- **TASK BRIEF**
Count the lines in the records below that contain the string "plant", treating case as significant. Give only the number.

━━━━━━━━━━

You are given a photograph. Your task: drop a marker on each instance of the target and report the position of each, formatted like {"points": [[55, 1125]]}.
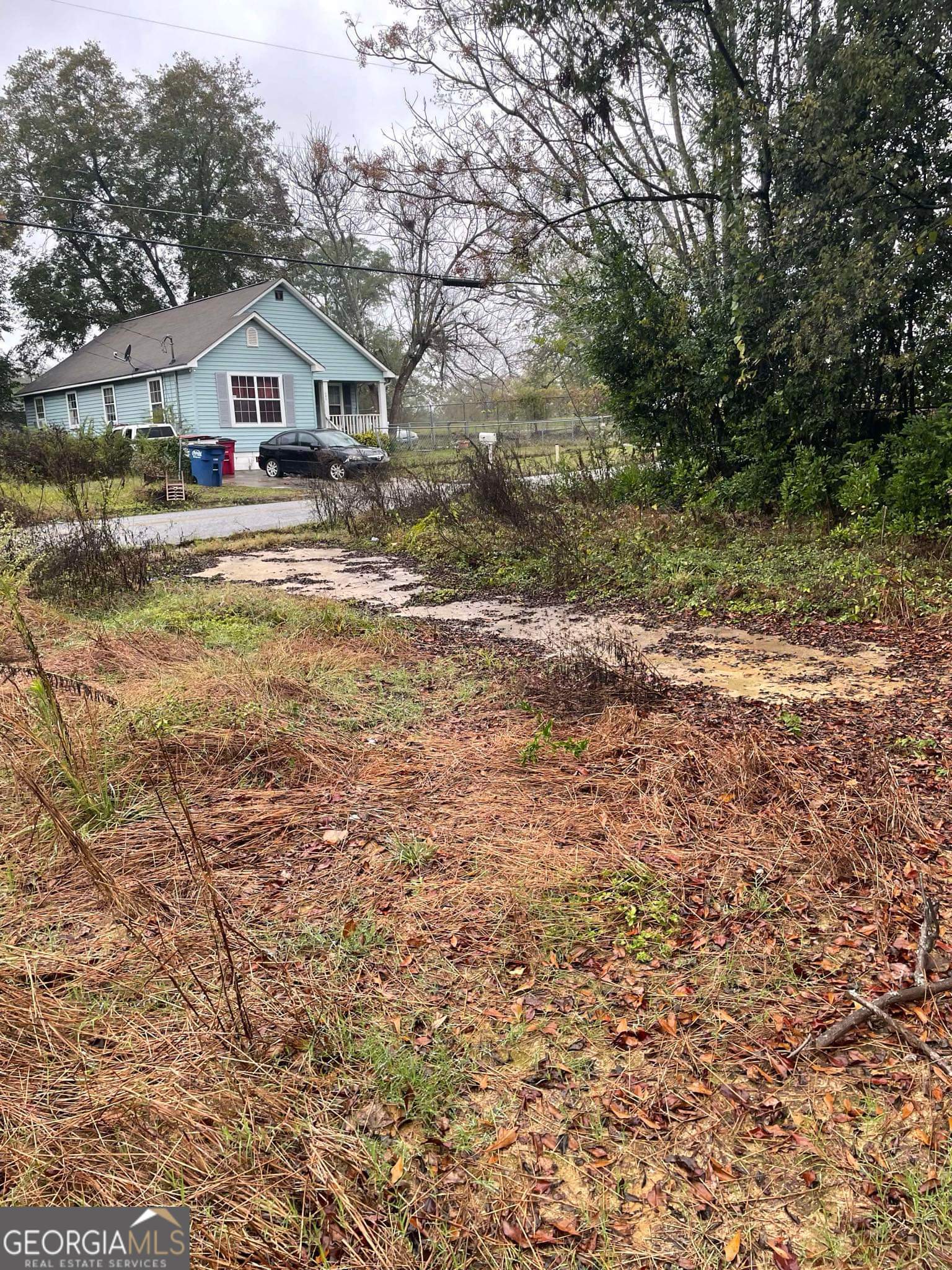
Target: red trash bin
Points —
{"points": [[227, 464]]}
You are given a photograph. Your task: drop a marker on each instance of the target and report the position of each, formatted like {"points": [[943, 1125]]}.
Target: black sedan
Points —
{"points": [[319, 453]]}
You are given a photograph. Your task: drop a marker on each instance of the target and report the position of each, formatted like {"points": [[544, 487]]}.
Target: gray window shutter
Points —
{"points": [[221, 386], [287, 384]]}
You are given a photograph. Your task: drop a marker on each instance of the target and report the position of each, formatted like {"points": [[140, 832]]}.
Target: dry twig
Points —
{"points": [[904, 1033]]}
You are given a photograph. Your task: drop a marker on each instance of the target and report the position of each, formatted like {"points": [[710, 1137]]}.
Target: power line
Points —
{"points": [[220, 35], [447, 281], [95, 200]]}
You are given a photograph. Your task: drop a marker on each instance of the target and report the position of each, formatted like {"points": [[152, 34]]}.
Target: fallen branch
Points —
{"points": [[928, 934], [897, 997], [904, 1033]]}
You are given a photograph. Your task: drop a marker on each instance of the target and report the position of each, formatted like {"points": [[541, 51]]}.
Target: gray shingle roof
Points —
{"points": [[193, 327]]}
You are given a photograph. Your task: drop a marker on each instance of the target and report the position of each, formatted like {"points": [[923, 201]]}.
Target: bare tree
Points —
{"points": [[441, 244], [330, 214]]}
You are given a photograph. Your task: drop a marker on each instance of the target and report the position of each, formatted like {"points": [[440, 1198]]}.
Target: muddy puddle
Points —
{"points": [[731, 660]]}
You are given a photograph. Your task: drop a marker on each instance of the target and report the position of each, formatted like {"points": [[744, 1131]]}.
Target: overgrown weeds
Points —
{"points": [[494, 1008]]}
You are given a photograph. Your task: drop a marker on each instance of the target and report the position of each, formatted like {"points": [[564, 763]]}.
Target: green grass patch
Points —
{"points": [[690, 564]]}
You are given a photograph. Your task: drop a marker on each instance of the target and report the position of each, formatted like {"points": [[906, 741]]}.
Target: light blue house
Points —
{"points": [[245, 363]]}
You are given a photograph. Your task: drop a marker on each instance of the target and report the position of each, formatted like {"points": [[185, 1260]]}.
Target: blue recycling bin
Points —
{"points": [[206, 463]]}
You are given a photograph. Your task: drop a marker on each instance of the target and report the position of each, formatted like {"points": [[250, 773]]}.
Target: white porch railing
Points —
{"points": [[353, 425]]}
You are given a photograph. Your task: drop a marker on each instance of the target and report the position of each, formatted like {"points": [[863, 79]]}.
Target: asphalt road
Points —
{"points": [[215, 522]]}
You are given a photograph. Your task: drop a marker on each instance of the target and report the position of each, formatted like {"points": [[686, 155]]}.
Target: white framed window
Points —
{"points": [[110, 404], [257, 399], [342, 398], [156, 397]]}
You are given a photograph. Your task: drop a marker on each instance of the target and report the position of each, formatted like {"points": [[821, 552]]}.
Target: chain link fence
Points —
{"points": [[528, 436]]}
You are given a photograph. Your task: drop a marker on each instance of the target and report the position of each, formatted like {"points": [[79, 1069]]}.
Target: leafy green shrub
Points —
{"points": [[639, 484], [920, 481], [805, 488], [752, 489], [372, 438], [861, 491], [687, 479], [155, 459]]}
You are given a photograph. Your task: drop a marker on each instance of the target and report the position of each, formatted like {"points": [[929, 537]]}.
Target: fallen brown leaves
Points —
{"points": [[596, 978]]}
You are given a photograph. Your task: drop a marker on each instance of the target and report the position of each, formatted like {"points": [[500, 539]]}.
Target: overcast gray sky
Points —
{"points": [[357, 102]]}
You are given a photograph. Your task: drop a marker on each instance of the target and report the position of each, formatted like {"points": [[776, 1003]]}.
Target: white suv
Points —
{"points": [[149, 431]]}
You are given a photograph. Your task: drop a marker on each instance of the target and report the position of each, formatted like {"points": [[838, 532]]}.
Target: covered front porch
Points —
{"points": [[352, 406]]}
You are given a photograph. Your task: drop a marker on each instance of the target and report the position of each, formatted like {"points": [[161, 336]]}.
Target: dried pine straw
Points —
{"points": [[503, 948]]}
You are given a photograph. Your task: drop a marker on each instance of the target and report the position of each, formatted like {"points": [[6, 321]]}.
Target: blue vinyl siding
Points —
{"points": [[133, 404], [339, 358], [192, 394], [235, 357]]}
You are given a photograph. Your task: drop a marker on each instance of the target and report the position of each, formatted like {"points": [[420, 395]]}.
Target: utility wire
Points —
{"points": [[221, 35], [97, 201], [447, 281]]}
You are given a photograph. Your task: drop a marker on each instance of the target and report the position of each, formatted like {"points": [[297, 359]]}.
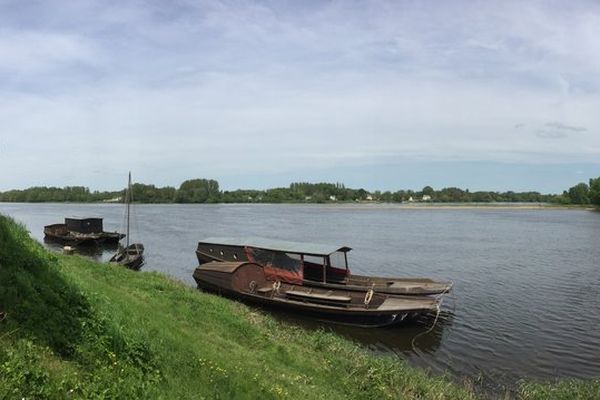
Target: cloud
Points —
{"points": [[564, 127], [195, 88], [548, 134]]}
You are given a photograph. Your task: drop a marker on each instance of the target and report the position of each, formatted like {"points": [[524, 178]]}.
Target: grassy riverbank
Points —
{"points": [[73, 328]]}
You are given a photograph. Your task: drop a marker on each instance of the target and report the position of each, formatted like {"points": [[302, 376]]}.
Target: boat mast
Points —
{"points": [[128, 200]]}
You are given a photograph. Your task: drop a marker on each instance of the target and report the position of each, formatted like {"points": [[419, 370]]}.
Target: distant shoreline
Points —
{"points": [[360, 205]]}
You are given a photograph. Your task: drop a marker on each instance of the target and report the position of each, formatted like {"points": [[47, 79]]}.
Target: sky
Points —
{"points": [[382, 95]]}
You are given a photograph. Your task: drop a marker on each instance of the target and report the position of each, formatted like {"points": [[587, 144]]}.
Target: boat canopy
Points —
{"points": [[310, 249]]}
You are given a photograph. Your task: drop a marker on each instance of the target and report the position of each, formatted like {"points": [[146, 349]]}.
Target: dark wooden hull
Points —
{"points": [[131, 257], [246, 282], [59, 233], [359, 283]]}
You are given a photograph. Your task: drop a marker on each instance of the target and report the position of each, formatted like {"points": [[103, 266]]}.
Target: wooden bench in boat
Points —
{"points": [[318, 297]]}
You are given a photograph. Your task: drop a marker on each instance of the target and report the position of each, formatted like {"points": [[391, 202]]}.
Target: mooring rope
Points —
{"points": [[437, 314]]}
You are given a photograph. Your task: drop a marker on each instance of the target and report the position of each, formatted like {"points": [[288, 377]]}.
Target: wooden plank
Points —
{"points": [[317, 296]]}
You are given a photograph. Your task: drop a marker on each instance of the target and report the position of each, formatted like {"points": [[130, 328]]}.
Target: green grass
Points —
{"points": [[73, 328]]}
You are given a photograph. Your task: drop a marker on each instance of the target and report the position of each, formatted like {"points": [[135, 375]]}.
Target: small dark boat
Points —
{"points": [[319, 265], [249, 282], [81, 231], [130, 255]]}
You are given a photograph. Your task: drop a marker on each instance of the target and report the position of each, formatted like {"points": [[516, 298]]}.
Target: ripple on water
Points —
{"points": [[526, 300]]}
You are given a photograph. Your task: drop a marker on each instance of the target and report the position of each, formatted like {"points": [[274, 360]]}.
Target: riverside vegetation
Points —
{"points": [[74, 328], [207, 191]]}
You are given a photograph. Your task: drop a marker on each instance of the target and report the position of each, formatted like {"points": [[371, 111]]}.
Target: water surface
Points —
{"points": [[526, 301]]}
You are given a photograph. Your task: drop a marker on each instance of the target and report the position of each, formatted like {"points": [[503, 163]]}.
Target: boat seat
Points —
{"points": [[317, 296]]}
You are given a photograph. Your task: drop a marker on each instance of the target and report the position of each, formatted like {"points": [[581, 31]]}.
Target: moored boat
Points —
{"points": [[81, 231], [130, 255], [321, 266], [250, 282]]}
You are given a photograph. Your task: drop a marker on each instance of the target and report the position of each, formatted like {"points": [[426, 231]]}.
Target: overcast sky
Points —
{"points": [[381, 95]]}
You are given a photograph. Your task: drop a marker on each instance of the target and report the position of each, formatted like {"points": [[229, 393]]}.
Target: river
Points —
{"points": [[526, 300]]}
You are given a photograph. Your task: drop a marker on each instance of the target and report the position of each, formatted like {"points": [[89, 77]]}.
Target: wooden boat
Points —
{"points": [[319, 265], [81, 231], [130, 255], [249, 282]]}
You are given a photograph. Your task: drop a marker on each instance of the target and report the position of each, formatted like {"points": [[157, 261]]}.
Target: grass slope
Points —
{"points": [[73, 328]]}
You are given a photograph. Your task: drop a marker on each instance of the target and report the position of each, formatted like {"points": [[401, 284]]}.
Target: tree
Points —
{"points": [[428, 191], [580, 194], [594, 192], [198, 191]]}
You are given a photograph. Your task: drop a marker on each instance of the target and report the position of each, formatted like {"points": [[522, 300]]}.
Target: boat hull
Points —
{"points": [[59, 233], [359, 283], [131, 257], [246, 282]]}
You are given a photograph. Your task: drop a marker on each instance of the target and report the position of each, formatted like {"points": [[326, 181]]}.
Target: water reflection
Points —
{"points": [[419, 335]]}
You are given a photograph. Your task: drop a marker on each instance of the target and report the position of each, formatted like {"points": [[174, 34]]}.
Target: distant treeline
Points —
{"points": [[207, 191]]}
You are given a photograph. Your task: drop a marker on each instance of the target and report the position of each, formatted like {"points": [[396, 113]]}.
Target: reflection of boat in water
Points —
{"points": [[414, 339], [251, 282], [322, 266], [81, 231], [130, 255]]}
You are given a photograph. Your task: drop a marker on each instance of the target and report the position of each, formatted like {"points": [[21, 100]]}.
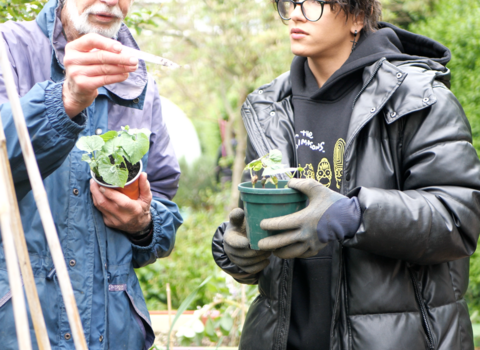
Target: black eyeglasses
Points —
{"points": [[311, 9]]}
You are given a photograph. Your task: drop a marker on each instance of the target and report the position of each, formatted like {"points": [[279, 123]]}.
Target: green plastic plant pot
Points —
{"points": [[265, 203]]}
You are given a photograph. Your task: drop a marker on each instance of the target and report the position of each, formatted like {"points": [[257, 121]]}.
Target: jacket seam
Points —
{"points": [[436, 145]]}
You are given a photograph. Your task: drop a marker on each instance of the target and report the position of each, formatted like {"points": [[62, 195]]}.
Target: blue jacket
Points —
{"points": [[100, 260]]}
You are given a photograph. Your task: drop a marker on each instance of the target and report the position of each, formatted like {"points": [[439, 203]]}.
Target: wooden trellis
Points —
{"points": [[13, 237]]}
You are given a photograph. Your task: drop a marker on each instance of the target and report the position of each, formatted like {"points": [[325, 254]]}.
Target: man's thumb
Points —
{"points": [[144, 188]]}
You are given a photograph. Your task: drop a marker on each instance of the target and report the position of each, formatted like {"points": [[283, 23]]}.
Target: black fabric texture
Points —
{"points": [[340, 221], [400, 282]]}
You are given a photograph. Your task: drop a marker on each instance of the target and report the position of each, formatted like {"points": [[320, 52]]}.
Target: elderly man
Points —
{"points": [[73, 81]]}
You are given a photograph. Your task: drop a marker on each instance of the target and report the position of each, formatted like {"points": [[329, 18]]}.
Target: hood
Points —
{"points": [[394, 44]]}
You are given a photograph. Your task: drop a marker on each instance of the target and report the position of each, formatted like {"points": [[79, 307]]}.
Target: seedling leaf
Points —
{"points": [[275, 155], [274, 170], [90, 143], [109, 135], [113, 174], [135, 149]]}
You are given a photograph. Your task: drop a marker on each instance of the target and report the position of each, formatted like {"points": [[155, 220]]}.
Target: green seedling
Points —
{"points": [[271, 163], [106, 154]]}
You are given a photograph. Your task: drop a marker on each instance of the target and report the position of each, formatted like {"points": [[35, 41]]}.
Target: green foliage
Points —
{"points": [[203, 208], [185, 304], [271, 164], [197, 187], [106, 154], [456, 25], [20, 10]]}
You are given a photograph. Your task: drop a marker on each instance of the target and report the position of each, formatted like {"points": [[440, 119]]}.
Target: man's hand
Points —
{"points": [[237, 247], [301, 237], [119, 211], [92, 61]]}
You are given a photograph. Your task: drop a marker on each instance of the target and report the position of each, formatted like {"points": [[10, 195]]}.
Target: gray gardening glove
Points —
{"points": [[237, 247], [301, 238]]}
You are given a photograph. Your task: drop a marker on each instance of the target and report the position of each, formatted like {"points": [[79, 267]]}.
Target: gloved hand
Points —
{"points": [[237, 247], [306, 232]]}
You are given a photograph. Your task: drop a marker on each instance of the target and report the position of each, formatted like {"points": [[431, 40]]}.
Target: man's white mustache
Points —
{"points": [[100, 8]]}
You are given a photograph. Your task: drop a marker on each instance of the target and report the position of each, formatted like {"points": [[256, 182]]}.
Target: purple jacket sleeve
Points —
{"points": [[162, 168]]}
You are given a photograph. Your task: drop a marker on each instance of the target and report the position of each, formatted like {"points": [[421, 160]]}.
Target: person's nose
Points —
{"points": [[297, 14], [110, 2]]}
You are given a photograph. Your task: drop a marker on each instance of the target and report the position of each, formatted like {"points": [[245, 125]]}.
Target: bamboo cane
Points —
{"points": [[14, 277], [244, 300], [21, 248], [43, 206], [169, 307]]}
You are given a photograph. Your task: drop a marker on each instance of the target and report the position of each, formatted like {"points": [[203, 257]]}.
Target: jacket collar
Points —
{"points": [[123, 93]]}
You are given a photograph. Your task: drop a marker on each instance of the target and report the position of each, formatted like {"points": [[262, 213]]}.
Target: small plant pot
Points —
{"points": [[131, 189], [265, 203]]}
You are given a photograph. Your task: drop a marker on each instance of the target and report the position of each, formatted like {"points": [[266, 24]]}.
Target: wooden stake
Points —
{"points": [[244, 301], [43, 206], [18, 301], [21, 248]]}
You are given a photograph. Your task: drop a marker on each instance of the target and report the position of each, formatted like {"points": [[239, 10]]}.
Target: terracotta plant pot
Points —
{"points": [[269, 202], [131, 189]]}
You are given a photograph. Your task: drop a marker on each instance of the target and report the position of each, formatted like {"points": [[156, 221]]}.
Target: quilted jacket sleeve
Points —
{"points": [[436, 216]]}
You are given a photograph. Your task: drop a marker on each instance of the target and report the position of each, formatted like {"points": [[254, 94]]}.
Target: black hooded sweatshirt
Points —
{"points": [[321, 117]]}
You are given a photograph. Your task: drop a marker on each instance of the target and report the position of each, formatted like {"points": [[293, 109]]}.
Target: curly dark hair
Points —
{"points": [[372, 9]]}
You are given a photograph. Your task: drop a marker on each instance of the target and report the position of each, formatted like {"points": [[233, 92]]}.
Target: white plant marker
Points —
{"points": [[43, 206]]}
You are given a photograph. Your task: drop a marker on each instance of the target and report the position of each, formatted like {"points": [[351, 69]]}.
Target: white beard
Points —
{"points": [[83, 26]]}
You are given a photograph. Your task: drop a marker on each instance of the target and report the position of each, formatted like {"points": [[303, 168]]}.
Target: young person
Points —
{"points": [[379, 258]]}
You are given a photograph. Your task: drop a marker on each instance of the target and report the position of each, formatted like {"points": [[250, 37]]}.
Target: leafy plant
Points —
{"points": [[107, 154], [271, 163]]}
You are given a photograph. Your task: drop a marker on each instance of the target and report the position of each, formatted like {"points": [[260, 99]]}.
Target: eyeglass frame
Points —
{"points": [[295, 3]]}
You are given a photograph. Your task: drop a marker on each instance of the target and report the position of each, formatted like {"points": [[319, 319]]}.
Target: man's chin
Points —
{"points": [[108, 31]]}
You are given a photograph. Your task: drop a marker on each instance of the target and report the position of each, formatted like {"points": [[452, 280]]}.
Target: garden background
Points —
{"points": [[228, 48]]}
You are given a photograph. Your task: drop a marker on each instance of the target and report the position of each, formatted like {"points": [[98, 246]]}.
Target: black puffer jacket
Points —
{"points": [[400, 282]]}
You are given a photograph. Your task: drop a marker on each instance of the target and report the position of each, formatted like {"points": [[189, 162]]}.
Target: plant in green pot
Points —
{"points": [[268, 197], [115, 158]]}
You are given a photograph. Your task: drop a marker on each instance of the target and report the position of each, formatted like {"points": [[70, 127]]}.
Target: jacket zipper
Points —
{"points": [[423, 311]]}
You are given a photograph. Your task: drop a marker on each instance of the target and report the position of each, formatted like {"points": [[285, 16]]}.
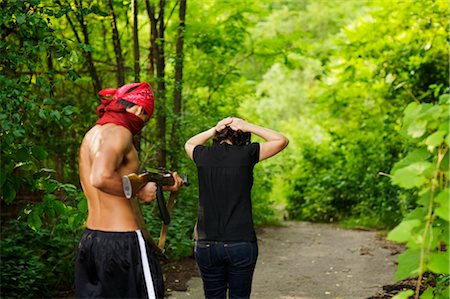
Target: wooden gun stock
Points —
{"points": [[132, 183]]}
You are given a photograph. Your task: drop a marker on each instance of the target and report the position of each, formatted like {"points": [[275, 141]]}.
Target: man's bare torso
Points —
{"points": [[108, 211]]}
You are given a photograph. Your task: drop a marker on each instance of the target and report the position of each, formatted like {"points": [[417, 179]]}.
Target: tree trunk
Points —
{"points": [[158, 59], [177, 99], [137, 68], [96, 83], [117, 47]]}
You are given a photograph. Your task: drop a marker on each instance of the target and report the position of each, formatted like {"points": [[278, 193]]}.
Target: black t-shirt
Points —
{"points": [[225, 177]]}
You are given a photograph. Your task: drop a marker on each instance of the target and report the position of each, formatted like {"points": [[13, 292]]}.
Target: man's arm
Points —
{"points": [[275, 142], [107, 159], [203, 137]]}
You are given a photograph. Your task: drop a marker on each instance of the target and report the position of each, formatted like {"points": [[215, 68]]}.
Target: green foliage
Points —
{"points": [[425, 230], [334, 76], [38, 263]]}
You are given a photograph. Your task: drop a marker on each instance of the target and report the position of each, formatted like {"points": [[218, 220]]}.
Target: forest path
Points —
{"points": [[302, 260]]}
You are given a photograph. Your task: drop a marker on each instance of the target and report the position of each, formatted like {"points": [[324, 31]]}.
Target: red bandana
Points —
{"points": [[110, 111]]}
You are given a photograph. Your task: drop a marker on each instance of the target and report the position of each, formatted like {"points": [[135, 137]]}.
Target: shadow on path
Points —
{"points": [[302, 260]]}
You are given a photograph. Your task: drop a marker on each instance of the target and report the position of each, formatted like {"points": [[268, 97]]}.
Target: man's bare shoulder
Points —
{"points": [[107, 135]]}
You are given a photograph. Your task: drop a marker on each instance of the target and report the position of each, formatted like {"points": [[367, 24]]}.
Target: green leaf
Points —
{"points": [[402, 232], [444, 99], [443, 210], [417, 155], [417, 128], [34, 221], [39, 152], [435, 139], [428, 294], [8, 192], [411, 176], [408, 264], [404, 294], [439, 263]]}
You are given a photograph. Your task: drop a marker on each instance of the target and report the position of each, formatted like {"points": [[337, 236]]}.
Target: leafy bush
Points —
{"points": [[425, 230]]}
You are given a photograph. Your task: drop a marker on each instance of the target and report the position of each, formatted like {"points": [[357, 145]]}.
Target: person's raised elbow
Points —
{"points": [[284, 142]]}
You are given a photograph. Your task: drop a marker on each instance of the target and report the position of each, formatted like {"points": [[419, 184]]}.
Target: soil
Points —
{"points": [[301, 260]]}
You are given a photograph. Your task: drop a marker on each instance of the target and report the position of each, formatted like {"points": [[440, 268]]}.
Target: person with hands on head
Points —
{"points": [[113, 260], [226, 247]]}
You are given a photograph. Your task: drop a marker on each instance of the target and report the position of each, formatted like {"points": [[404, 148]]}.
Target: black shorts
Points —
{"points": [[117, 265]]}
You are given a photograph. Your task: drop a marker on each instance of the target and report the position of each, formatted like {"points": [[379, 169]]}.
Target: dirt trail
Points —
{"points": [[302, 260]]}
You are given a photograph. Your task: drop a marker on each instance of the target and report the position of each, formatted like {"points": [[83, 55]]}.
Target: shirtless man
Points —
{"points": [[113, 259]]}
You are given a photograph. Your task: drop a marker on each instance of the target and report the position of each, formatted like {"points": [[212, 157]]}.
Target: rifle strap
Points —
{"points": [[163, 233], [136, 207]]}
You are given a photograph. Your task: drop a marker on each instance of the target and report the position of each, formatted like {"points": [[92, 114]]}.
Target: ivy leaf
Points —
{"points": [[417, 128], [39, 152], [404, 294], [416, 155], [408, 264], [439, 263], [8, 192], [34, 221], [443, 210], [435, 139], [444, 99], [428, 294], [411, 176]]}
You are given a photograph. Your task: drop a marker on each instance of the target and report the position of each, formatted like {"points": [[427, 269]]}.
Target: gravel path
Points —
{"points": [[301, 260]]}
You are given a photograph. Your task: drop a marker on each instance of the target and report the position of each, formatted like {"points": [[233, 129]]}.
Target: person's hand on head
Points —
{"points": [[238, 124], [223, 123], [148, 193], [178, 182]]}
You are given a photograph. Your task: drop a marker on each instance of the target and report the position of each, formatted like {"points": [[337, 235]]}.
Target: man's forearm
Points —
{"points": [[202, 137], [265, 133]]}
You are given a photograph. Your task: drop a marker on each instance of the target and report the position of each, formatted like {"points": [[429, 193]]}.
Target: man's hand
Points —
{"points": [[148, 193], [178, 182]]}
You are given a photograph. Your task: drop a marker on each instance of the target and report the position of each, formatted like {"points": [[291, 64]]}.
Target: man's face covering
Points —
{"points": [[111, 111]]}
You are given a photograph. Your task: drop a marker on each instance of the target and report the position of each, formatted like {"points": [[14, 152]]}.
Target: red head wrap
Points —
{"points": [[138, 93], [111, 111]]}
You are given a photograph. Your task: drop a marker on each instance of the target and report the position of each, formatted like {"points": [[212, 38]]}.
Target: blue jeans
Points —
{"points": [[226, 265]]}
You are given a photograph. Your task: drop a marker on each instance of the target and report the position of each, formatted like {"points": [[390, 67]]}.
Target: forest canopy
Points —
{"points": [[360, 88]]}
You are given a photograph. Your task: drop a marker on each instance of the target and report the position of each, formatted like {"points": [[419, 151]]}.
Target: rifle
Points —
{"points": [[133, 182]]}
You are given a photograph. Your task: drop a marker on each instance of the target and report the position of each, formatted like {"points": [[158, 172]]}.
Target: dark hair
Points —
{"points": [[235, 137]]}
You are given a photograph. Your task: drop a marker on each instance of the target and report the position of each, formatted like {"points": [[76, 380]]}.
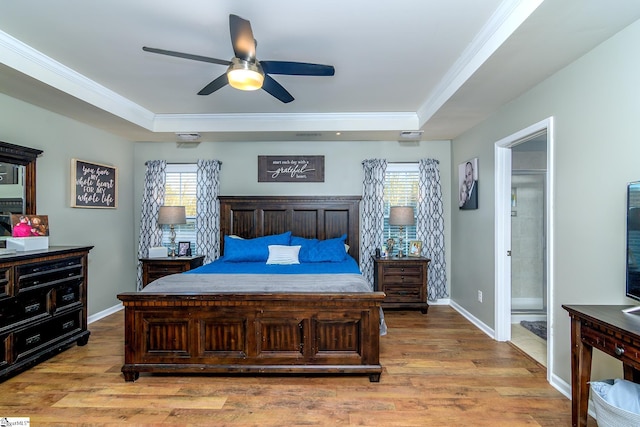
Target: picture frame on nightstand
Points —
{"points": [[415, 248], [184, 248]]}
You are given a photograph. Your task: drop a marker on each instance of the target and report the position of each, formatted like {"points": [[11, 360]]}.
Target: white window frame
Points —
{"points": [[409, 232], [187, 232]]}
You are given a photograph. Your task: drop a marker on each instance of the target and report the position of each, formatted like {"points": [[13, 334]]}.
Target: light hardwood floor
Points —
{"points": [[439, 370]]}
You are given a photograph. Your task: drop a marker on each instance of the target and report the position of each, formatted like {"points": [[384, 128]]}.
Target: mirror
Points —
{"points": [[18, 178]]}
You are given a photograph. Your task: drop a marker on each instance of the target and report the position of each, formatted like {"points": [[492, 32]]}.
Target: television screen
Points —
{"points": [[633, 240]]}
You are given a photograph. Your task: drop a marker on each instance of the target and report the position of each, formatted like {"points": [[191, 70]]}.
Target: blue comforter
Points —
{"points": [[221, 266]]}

━━━━━━━━━━

- **RESULT FOR THIS TASK**
6